### Material for the task
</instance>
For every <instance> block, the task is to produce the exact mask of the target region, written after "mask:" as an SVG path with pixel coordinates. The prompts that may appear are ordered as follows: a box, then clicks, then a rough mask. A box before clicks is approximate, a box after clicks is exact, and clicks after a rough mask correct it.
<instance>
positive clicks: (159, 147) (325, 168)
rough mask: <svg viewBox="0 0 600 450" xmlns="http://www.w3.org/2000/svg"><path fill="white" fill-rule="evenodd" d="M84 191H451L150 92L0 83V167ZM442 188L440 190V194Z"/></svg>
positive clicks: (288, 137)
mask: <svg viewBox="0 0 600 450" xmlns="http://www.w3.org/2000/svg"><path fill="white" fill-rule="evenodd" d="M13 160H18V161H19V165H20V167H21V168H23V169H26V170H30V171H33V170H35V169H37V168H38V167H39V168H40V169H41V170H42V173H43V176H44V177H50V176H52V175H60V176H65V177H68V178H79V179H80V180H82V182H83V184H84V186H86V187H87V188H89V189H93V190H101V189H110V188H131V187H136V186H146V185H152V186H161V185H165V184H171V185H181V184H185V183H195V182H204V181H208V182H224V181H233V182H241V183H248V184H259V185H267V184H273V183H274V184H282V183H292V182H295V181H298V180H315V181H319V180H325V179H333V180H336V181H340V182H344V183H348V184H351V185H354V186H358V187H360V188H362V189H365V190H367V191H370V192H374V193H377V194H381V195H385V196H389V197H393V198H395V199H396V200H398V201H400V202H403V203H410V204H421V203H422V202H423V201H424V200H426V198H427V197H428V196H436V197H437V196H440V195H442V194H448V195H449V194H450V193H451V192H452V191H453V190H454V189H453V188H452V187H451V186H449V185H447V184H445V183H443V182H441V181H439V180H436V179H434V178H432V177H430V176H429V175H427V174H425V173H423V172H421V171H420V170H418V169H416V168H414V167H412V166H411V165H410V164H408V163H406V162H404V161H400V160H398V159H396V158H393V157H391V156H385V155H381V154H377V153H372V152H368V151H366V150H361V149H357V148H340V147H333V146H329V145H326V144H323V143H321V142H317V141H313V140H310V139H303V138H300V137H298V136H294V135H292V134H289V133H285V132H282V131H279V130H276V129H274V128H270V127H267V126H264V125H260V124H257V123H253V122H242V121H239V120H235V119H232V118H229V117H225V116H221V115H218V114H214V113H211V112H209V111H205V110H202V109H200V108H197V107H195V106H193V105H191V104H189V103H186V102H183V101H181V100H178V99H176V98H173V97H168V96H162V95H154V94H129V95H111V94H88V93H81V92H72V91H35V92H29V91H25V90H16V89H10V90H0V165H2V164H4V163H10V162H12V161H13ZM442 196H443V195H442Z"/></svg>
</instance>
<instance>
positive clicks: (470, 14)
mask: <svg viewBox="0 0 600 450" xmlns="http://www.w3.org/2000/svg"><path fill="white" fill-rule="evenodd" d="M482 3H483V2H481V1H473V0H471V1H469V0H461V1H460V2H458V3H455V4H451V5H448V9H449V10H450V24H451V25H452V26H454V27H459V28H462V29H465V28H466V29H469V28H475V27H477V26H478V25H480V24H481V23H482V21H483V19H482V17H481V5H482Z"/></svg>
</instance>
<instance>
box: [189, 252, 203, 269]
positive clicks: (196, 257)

### What needs to be done
Write out all the material exactly, keeping each word.

### Exercise answer
</instance>
For every <instance> block, the task is to produce the exact mask of the target region, written after "mask:" as an SVG path with pixel coordinates. The prompts that may appear are ordered as follows: a box, then clicks, then a rough mask. A box before clicks is approximate, a box after clicks is exact, and clicks after a rough mask correct it.
<instance>
positive clicks: (159, 147) (325, 168)
rough mask: <svg viewBox="0 0 600 450" xmlns="http://www.w3.org/2000/svg"><path fill="white" fill-rule="evenodd" d="M84 191H451L150 92L0 83V167ZM442 188L440 190V194Z"/></svg>
positive clicks: (288, 137)
mask: <svg viewBox="0 0 600 450" xmlns="http://www.w3.org/2000/svg"><path fill="white" fill-rule="evenodd" d="M13 160H18V161H19V165H20V167H21V168H23V169H26V170H30V171H33V170H35V169H37V168H38V167H39V168H40V169H41V170H42V173H43V176H44V177H50V176H52V175H60V176H65V177H68V178H79V179H80V180H82V182H83V184H84V186H86V187H87V188H89V189H93V190H101V189H110V188H131V187H136V186H146V185H152V186H161V185H165V184H171V185H181V184H185V183H195V182H204V181H208V182H224V181H233V182H241V183H248V184H259V185H267V184H273V183H274V184H282V183H292V182H295V181H298V180H315V181H319V180H325V179H333V180H336V181H340V182H344V183H348V184H351V185H354V186H358V187H360V188H362V189H365V190H367V191H370V192H374V193H377V194H381V195H385V196H389V197H393V198H395V199H396V200H398V201H400V202H403V203H410V204H421V203H422V202H423V201H424V200H426V198H427V197H428V196H436V197H437V196H440V195H442V194H448V195H449V194H450V193H451V192H452V191H453V190H454V189H453V188H452V187H451V186H449V185H447V184H445V183H443V182H441V181H439V180H436V179H434V178H432V177H430V176H429V175H427V174H425V173H423V172H421V171H420V170H418V169H416V168H414V167H412V166H411V165H410V164H408V163H406V162H404V161H400V160H398V159H396V158H393V157H391V156H385V155H381V154H377V153H372V152H368V151H366V150H361V149H357V148H340V147H333V146H329V145H326V144H323V143H321V142H317V141H313V140H310V139H303V138H300V137H298V136H294V135H292V134H289V133H285V132H282V131H279V130H276V129H274V128H270V127H267V126H264V125H260V124H257V123H253V122H242V121H239V120H235V119H232V118H229V117H225V116H221V115H218V114H214V113H211V112H209V111H205V110H202V109H200V108H197V107H195V106H193V105H191V104H189V103H186V102H183V101H181V100H178V99H176V98H173V97H168V96H162V95H154V94H129V95H111V94H88V93H81V92H72V91H35V92H29V91H25V90H16V89H10V90H0V165H2V164H4V163H10V162H12V161H13ZM442 196H443V195H442Z"/></svg>
</instance>
<instance>
positive clicks: (470, 14)
mask: <svg viewBox="0 0 600 450" xmlns="http://www.w3.org/2000/svg"><path fill="white" fill-rule="evenodd" d="M482 3H483V2H481V1H473V0H471V1H469V0H461V1H460V2H458V3H455V4H451V5H448V9H449V10H450V24H451V25H452V26H454V27H459V28H462V29H465V28H466V29H469V28H475V27H477V26H478V25H480V24H481V23H482V21H483V19H482V17H481V5H482Z"/></svg>
</instance>
<instance>
box: [189, 252, 203, 269]
positive clicks: (196, 257)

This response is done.